* PROBLEM TO SOLVE
Could you return all of the records exactly as they stand?
____
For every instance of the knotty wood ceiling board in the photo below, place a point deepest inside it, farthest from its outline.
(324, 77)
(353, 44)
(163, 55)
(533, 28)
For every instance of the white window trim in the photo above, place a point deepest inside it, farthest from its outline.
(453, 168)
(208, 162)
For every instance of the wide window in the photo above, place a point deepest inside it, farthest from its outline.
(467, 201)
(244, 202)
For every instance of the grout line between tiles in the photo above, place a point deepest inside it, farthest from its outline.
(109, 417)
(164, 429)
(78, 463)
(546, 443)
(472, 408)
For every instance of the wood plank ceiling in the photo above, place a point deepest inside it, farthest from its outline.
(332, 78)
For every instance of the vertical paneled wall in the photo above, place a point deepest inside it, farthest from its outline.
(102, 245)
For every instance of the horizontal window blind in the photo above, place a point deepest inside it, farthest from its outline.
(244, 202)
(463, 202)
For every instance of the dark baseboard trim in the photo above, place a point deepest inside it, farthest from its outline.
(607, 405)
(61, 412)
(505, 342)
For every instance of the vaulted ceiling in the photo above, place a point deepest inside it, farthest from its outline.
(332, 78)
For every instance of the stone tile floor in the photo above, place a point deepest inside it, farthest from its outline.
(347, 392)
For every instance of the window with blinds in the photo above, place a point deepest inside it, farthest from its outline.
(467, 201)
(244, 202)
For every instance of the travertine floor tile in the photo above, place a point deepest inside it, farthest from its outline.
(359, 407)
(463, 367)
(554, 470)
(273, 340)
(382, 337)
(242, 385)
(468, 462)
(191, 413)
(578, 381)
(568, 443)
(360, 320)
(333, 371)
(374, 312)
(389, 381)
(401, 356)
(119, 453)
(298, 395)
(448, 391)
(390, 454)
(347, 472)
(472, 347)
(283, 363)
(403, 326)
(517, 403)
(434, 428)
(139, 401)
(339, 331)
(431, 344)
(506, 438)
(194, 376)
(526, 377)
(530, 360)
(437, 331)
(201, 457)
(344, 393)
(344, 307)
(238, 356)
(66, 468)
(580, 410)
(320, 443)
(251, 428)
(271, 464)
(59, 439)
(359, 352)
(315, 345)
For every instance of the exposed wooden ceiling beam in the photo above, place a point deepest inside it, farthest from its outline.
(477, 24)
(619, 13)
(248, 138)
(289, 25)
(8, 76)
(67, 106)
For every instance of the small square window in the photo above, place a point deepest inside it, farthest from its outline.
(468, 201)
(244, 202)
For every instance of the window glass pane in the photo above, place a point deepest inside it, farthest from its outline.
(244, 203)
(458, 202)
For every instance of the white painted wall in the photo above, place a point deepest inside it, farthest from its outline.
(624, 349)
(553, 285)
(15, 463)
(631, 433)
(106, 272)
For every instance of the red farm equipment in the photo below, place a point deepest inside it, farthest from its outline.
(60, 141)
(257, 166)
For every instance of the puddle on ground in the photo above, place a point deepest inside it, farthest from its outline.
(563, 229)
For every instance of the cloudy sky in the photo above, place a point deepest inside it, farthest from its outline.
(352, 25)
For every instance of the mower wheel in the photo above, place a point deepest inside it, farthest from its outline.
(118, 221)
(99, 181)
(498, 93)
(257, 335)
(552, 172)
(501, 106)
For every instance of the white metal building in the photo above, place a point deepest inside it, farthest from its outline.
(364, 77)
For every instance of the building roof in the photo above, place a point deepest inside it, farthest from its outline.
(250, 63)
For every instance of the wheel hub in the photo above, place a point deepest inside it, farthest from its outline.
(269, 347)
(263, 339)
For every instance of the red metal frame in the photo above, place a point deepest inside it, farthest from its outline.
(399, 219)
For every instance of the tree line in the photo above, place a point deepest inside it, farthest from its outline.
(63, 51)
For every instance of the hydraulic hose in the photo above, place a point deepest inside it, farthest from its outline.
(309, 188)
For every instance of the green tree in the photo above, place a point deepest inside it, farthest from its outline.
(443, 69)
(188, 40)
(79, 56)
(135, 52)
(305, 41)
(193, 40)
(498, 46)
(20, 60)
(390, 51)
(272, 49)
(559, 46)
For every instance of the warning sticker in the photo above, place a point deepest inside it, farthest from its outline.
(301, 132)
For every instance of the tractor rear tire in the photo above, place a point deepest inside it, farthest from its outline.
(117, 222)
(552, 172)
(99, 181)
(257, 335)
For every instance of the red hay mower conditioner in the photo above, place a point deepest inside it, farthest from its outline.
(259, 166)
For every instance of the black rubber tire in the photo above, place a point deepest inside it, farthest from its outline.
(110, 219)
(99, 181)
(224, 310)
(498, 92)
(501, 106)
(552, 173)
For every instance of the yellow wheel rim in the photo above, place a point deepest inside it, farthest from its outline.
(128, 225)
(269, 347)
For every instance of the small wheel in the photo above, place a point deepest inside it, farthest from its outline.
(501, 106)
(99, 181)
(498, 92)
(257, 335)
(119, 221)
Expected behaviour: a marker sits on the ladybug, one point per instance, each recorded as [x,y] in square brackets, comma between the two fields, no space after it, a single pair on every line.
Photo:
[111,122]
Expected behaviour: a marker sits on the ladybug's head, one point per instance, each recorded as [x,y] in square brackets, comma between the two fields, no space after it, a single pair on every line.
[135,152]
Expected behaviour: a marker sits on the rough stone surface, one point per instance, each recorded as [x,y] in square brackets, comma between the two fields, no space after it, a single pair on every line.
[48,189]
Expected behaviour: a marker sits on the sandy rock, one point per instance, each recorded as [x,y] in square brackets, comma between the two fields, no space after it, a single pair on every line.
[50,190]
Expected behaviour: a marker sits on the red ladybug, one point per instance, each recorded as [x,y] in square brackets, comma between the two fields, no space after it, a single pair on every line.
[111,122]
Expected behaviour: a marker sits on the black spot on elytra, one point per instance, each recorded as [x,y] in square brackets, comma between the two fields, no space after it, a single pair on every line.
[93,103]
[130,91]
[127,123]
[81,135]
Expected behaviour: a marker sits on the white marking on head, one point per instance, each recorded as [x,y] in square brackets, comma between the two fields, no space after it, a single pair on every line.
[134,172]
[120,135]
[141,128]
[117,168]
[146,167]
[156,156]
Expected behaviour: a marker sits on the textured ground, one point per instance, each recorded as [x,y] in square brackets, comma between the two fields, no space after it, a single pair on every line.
____
* COMPLETED EXERCISE
For every instance of the knotty wood ceiling board in the photo below, place a point deepest inside it, farthest from its outline.
(324, 77)
(353, 44)
(163, 55)
(533, 28)
For every instance of the white window trim in the photo above, place a point deepest inside it, farthest from its outline.
(453, 168)
(208, 162)
For every instance of the wide window in the photo above, place a point deepest inside it, farthest from its outline.
(467, 201)
(244, 202)
For every instance of the grout line between tiles in the photo above, place a point deepest inside it, farthest from its outline.
(109, 417)
(164, 429)
(78, 463)
(546, 443)
(472, 408)
For every instance of the wood plank ceiling in the photo above, place a point deepest inside it, farthest from its outline.
(332, 78)
For every instance of the vertical paneled wall in the photo above, place a point deepest inside it, farthest from its outline.
(102, 245)
For every instance of the horizontal window blind in the photo above, place a point deepest inside it, farthest from its outline.
(244, 202)
(463, 202)
For every instance of the dark baseboard trim in the photo above, place a point deepest inside it, farthest from its outline.
(607, 405)
(61, 412)
(505, 342)
For every instance of the vaulted ceiling in the photo above, place a point deepest inside it, farthest from its outline.
(332, 78)
For every instance of the stone tile floor in the photo above, place a point deepest inside it, farthest from its outline.
(347, 392)
For every instance of the window with blinds in the photo above, place a point deepest inside it, farthest from its outline.
(467, 201)
(244, 202)
For every instance of the travertine floor tile in the photo above, place a point deepest inside it, farthest from its outline.
(359, 407)
(463, 367)
(554, 470)
(273, 340)
(382, 337)
(242, 385)
(468, 462)
(191, 413)
(578, 381)
(568, 443)
(360, 320)
(333, 371)
(374, 312)
(389, 381)
(401, 356)
(119, 453)
(298, 395)
(448, 391)
(390, 454)
(347, 472)
(472, 347)
(283, 363)
(403, 326)
(517, 403)
(434, 428)
(139, 401)
(339, 331)
(431, 344)
(506, 438)
(194, 376)
(526, 377)
(530, 360)
(437, 331)
(201, 457)
(344, 393)
(344, 307)
(238, 356)
(66, 468)
(580, 410)
(320, 443)
(251, 428)
(271, 464)
(59, 439)
(359, 352)
(315, 345)
For every instance of the exposed wooden ceiling beam in the photo above, place a point deepest inside it, farthest from its outline.
(477, 24)
(619, 13)
(248, 138)
(289, 25)
(8, 76)
(67, 106)
For every instance of the small square window in the photo above, place a point deepest inside it, farthest from its outline.
(468, 201)
(244, 202)
For every instance of the window glass pane in the photo above, place a point deepest inside it, farthest from its outline.
(244, 203)
(458, 202)
For every instance of the white painted wall in the photo above, place a point deepest inside it, farthest from its outline.
(624, 349)
(553, 285)
(15, 463)
(631, 433)
(106, 272)
For every instance of the red farm equipment in the photo below, place a point deepest inside it, farthest from its outline.
(60, 141)
(257, 166)
For every instance of the puddle on ground in the photo above, place a point deepest inside it, farthest from its outline.
(563, 229)
For every instance of the cloudy sky in the photo above, place a point deepest inside it, farthest from its outline.
(352, 25)
For every instance of the mower wheel in the photo above, place a point deepest inside it, farthest from its outline.
(118, 221)
(99, 181)
(498, 93)
(257, 335)
(552, 172)
(501, 106)
For every instance of the white metal building in the photo above, place a point deepest inside it, farthest from its outline.
(364, 77)
For every instance of the building roof in the photo above, place a point deepest inside it, farthest from its outline.
(250, 63)
For every instance of the wheel hub in the photo above, place a point deepest inside it, farthest from its outline.
(269, 347)
(263, 339)
For every instance of the red metal frame in the photo above, place a point deepest inside it, farthest from its outline.
(399, 219)
For every instance of the tree line in the photo above, place a point deepest inside it, farthest from its outline.
(63, 51)
For every instance of the hydraulic hose in the photo above, place a point deepest inside it, farthest from its outline.
(309, 188)
For every instance of the green tree in the photo above, place a point deepest inside it, farthest from its outline.
(443, 69)
(188, 40)
(79, 56)
(135, 52)
(305, 41)
(193, 40)
(498, 46)
(20, 60)
(390, 51)
(272, 49)
(559, 46)
For every instance of the warning sticker in the photo above, place a point deepest inside it, farthest from its outline.
(301, 132)
For every instance of the tractor rear tire in the photo above, place a point deepest inside it, farthest from its outline.
(117, 222)
(552, 172)
(99, 181)
(257, 335)
For every instance of the red hay mower conditioner in the photo above, place a point deepest inside it, farthest from its outline.
(259, 166)
For every instance of the black rubber tire in the photo above, place a point deepest inside it, farthest from its outline.
(110, 219)
(99, 181)
(224, 310)
(498, 92)
(501, 106)
(552, 173)
For every instance of the yellow wheel rim in the photo above, place a point deepest inside it, farthest from its outline.
(128, 225)
(269, 347)
For every instance of the small wheel in the photo above, place a point deepest inside it, farthest from its outline.
(501, 106)
(99, 181)
(498, 92)
(257, 335)
(119, 221)
Expected behaviour: a marker sits on the ladybug, one point per instance, each recorded as [x,y] in square brackets, comma between the two fields, no space after it, a single pair on every line.
Photo:
[111,122]
Expected behaviour: a marker sits on the ladybug's head, one point per instance, each recorded as [x,y] in square brackets, comma between the two fields, no space after it, a single pair on every line.
[135,152]
Expected behaviour: a marker sits on the rough stone surface, one point per instance, each recorded as [x,y] in square brackets, comma between the two fields, no space after it, a single pair on every line.
[48,189]
Expected behaviour: a marker sits on the sandy rock, one point per instance, each recorded as [x,y] in square brackets, comma between the two fields, no space after it, a single pair on every line.
[50,190]
Expected behaviour: a marker sits on the red ladybug, one point per instance, each recorded as [x,y] in square brackets, comma between the two fields, no space after it, a single pair on every line.
[111,122]
Expected behaviour: a marker sits on the black spot on elytra, one point per instance, each recorded as [x,y] in square brackets, comma between the two fields, no space after it, a single pair on every line.
[93,103]
[130,91]
[127,123]
[81,135]
Expected behaviour: a marker sits on the white marking on head, one point per instance, each recorded as [x,y] in square brackets, comma between the two fields, no space after it, a single pair on every line.
[134,172]
[120,135]
[141,128]
[117,168]
[146,167]
[156,156]
Expected behaviour: a marker sits on the textured ground, one point per instance, each recorded as [x,y] in square brackets, comma between the two fields, no space after it, a single pair on every line.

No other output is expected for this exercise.